● Selected excerpt:
========

A while back, my sister Enid showed up at the doctor's office for a sigmoidoscopy. As Enid checked in, the clerk asked for identification. Enid handed over her health plan card. "I also need a picture ID," said the clerk. "You mean," asked Enid as she produced her driver's license, "there are actually people who try to sneak in here to have a two-and-a-half-foot tube with a video camera and set of clippers run up their rear end?"
If it weren't for the value of a sigmoidoscopy in heading off colon cancer, we'd find it easy to say no to doing it. Even realizing its value, too many people say no. That's a major league version of the ways in which retail store customers might resist saying yes to purchases that would be of great value to them. They say no because the purchases involve expense, bother, or risk.
Maybe there's a way to help with this. A way that involves a large body part at the other extreme from the rear end. Consider please what happened when I went in to sign the authorization for my own upcoming screening sigmoidoscopy. Unlike many permission slips I've read, this one was written in three columns on the sheet. As I read from top to bottom to top through the columns, I realized I was slowly nodding my head. That reminded me of findings from an International University Bremen study. People who were induced to nod their heads up and down would then think more positively about purchase alternatives than those who had not done the pre-evaluation nodding.
This works only with shoppers from cultures that associate nodding with agreement. With those shoppers, spiral in on the sale by asking the right questions and nodding your own head to generate feelings of yes.

========

● Data provided:

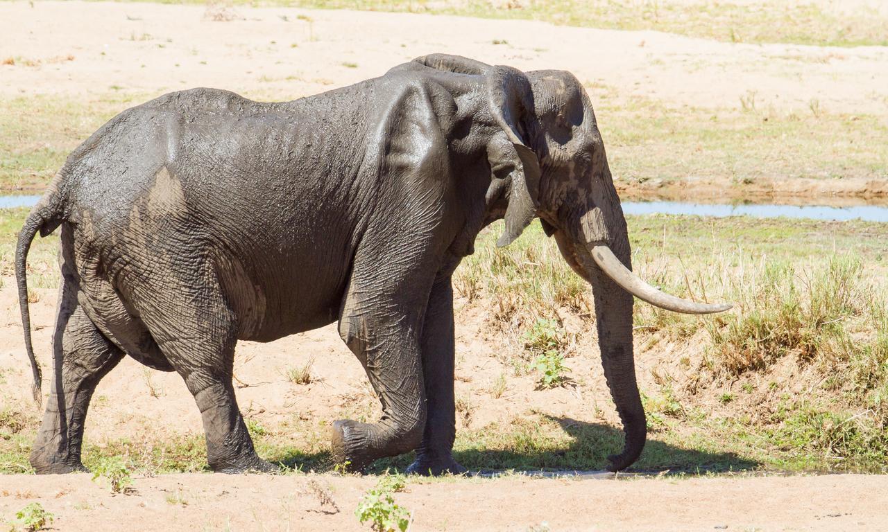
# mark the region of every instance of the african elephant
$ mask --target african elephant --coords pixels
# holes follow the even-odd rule
[[[333,424],[334,456],[361,470],[416,450],[411,472],[464,471],[451,455],[451,274],[488,224],[504,218],[506,246],[537,217],[592,286],[625,430],[609,468],[622,469],[646,434],[632,295],[680,312],[729,306],[663,294],[631,272],[592,106],[572,74],[430,55],[290,102],[195,89],[123,111],[67,158],[19,237],[39,401],[25,264],[35,234],[61,226],[54,374],[31,463],[83,469],[90,397],[129,355],[185,379],[213,470],[272,470],[235,402],[234,345],[338,320],[384,413]]]

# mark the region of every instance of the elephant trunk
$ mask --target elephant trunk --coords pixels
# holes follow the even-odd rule
[[[597,266],[591,254],[593,246],[577,242],[562,231],[555,233],[555,239],[571,268],[592,286],[601,365],[625,433],[623,450],[607,457],[607,469],[620,471],[638,458],[647,437],[647,422],[635,379],[632,294]],[[630,268],[628,238],[623,236],[614,243],[614,247],[619,260]]]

========

● Instructions for the task:
In the essay on saying yes, rewrite everything from "A while back, my" down to "bother, or risk.", substituting "colonoscopy" for "sigmoidoscopy". The material can be set aside.

● Task answer:
A while back, my sister Enid showed up at the doctor's office for a colonoscopy. As Enid checked in, the clerk asked for identification. Enid handed over her health plan card. "I also need a picture ID," said the clerk. "You mean," asked Enid as she produced her driver's license, "there are actually people who try to sneak in here to have a two-and-a-half-foot tube with a video camera and set of clippers run up their rear end?"
If it weren't for the value of a colonoscopy in heading off colon cancer, we'd find it easy to say no to doing it. Even realizing its value, too many people say no. That's a major league version of the ways in which retail store customers might resist saying yes to purchases that would be of great value to them. They say no because the purchases involve expense, bother, or risk.